465 F2d 736 United States v. Keys
465 F.2d 736
UNITED STATES of America, Plaintiff-Appellee,
Anthony KEYS, Jr., Defendant-Appellant.
United States Court of Appeals,
Aug. 8, 1972.
Ira H. Murphy, Memphis, Tenn., for appellant.
William A. McTighe, Asst. U. S. Atty., Memphis, Tenn. (Thomas F. Turley, Jr., U. S. Atty., J. N. Raines, Asst. U. S. Atty., Western District of Tennessee, Memphis, Tenn., on the brief), for appellee.
Before EDWARDS and CELEBREZZE, Circuit Judges, and THOMAS,* District Judge.
This is an appeal from Appellant Keys' conviction in the District Court for refusing to submit to induction, in violation of 50 U.S.C.App. Sec. 462.
On October 11, 1967, Appellant was reclassified I-A (eligible for induction), having been previously classified II-S and I-S-C (student deferments). Following this October 11, 1967, reclassification, however, Appellant was again reclassified II-S after his Local Board received information from his college respecting his being a full-time student.
On June 24, 1968, the following entry was made on the "minutes of action" page of Appellant's Selective Service file after an F.B.I. agent requested to see the file:
"F.B.I. Agent in Local Board office to review registrant's file. Registrant is associated with Black Muslem group."
Appellant's file was reviewed by the Local Board on December 17, 1968. The Local Board having received a certification dated October 17, 1968, from Appellant's college indicating that Appellant was a full-time student, Appellant's II-S classification was continued.
On December 19, 1969, Appellant's file was again reviewed by the Local Board. Because the Board had received a certification dated February 26, 1969, from Appellant's college indicating that he was no longer enrolled as a full-time student, the Board reclassified Appellant from II-S to I-A. Appellant was notified of this classification and his right to appeal, but he took no appeal from this classification, nor did he request a personal appearance before the Board.
On April 3, 1970, Appellant was ordered to report for induction on April 29, 1970. On the basis of Appellant's statement to the Local Board that he was still a student, the Board postponed the order to report for induction to allow Appellant to complete the school semester.
---------------
• **What you need to do**:
1 - In the Keys appeal opinion, why did the Local Board move Appellant from II-S to I-A at its December 19, 1969 review?
2 - In the Keys appeal opinion, take everything from "On December 19, 1969, Appellant's" down to "the school semester." and swap each "induction" for "service".

Source data
---------------
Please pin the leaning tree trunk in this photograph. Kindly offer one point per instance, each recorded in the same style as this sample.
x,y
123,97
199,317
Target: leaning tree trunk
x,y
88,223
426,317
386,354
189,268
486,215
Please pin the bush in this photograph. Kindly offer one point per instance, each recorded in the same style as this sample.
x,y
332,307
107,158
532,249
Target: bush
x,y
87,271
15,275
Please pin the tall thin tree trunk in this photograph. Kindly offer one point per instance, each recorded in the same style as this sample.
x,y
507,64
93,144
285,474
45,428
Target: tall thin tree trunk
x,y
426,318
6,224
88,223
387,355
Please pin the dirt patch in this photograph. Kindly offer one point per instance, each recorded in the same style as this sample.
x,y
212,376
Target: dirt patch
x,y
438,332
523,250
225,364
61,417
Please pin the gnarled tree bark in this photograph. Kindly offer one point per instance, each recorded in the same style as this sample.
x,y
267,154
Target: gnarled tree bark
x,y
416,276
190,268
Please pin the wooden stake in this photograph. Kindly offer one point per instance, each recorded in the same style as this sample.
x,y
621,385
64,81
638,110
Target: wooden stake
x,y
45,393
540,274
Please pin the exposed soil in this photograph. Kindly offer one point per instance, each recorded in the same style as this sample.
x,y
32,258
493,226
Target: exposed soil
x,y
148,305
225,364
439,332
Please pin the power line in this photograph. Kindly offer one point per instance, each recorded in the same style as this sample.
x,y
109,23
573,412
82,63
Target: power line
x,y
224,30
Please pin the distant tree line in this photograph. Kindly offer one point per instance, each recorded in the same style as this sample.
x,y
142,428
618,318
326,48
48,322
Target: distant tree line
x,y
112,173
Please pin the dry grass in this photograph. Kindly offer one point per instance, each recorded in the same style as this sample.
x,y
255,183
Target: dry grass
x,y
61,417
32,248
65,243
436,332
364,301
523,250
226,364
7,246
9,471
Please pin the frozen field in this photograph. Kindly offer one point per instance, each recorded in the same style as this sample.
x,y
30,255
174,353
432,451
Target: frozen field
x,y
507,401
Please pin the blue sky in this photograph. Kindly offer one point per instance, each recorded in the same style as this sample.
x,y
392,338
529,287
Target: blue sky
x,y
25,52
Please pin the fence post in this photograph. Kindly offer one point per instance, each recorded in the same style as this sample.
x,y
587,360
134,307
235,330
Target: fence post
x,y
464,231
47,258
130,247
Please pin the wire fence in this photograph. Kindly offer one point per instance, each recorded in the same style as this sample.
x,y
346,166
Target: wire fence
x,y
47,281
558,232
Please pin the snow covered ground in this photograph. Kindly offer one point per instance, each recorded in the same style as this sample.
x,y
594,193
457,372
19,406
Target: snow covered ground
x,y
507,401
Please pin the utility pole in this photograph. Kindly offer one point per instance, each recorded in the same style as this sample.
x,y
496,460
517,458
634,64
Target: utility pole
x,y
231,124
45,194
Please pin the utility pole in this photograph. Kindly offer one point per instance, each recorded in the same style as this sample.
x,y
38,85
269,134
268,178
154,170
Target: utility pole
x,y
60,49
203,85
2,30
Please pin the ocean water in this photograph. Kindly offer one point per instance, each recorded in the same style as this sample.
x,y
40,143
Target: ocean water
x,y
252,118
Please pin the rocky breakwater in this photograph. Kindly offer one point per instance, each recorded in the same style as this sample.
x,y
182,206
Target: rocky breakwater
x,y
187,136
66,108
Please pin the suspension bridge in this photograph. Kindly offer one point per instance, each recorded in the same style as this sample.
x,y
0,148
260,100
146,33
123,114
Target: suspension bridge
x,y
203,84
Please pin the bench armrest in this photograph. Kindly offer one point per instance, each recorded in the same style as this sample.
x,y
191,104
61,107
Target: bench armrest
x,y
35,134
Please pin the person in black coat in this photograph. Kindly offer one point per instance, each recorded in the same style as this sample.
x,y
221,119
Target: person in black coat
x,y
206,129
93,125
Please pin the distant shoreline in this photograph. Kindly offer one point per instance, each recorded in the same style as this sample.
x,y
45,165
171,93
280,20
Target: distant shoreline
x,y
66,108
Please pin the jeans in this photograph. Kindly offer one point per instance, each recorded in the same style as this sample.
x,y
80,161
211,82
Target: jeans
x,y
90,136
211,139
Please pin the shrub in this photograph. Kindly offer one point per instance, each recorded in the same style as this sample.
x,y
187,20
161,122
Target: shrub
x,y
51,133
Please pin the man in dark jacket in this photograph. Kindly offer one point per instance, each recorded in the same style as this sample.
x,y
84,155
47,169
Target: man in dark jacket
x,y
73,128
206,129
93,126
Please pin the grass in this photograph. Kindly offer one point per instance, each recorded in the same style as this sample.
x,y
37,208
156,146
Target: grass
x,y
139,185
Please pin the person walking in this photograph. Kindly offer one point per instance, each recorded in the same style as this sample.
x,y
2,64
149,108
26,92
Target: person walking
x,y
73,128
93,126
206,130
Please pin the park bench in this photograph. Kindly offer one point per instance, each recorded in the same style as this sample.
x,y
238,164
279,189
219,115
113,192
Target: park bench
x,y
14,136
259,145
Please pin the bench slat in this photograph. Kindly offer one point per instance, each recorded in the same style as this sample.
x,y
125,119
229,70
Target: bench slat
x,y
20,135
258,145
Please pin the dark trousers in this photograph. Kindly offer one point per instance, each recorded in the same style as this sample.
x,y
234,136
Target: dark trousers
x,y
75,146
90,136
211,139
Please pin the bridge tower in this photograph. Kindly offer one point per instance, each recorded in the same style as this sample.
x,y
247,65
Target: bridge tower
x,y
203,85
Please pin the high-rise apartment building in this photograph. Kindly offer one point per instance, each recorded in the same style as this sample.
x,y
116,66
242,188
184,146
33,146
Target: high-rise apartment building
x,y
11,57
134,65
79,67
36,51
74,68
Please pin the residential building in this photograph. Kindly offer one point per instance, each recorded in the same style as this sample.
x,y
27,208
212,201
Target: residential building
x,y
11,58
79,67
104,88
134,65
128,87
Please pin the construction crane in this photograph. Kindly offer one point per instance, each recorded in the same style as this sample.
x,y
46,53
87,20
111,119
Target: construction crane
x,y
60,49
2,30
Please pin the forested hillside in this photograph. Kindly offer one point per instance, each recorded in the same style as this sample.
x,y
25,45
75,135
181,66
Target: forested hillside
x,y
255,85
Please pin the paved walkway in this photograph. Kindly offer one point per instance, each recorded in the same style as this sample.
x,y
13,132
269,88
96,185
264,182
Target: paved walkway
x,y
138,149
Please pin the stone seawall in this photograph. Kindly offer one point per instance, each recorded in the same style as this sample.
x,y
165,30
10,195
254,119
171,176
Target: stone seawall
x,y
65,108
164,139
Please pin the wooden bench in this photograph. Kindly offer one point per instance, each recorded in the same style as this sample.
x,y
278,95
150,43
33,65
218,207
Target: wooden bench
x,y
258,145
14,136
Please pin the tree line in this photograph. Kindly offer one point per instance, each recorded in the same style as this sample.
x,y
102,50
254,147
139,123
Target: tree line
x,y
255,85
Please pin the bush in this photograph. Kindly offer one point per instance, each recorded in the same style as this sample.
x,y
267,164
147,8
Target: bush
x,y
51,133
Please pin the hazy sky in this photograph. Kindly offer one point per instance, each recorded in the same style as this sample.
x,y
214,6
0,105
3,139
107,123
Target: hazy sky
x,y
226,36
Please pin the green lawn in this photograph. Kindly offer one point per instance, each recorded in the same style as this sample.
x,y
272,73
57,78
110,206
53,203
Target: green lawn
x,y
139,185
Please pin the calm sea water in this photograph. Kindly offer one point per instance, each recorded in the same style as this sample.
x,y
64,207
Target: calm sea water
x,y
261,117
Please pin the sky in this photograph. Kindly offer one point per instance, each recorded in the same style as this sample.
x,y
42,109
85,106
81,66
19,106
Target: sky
---------------
• **Full answers**:
1 - The Board had received a certification dated February 26, 1969, from Appellant's college stating that he was no longer enrolled as a full-time student. He therefore no longer qualified for the II-S student deferment.

2 -
On December 19, 1969, Appellant's file was again reviewed by the Local Board. Because the Board had received a certification dated February 26, 1969, from Appellant's college indicating that he was no longer enrolled as a full-time student, the Board reclassified Appellant from II-S to I-A. Appellant was notified of this classification and his right to appeal, but he took no appeal from this classification, nor did he request a personal appearance before the Board.
On April 3, 1970, Appellant was ordered to report for service on April 29, 1970. On the basis of Appellant's statement to the Local Board that he was still a student, the Board postponed the order to report for service to allow Appellant to complete the school semester.